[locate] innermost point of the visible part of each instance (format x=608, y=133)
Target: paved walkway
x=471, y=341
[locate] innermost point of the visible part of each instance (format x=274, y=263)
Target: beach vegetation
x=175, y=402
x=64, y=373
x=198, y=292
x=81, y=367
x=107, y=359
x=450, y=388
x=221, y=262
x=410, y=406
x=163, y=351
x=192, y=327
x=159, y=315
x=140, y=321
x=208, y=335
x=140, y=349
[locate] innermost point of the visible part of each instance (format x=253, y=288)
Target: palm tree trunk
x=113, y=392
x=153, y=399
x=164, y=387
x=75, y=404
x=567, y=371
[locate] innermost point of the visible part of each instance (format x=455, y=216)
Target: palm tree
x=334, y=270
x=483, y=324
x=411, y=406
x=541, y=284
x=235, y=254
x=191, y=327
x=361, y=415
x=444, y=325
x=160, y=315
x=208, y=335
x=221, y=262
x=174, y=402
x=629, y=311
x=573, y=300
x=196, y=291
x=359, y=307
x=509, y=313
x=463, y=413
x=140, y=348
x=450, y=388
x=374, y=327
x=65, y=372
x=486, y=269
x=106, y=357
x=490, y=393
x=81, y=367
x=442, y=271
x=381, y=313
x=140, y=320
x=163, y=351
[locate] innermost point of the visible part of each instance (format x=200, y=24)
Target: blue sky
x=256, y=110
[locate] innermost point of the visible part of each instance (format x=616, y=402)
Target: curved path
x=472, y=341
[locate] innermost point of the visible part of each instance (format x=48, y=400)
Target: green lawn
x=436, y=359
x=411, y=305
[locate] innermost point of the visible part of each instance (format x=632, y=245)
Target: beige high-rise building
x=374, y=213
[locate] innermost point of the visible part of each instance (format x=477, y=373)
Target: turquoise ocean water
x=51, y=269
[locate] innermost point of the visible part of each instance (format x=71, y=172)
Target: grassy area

* * *

§ WHAT IS BEING ASKED
Your answer must be the line containing "(format x=455, y=216)" through the last line above, copied exactly, with nothing added.

§ ANSWER TO THE PROBLEM
[locate] innermost point of the visible part of each instance (format x=455, y=216)
Target: palm tree
x=334, y=270
x=483, y=324
x=411, y=406
x=541, y=284
x=235, y=254
x=191, y=327
x=361, y=415
x=444, y=325
x=160, y=315
x=208, y=335
x=221, y=262
x=174, y=402
x=629, y=311
x=573, y=300
x=196, y=291
x=359, y=307
x=509, y=313
x=463, y=413
x=140, y=348
x=450, y=388
x=374, y=327
x=65, y=372
x=486, y=269
x=106, y=357
x=490, y=393
x=81, y=367
x=442, y=271
x=381, y=313
x=140, y=320
x=163, y=351
[locate] innermost point of the visible part of each instance (format x=200, y=24)
Target: blue sky
x=256, y=110
[locate] innermost point of the visible part of each instance (format x=616, y=402)
Target: curved path
x=472, y=341
[locate] innermost point of the visible part of each instance (format x=48, y=400)
Target: green lawn
x=436, y=359
x=411, y=305
[locate] innermost point of the visible part of each instance (format x=632, y=245)
Target: beige high-rise building
x=374, y=213
[locate] innermost point of the visible part of each instance (format x=477, y=373)
Target: turquoise ocean water
x=51, y=269
[locate] innermost point of the visible part of each instance (format x=71, y=172)
Target: grassy area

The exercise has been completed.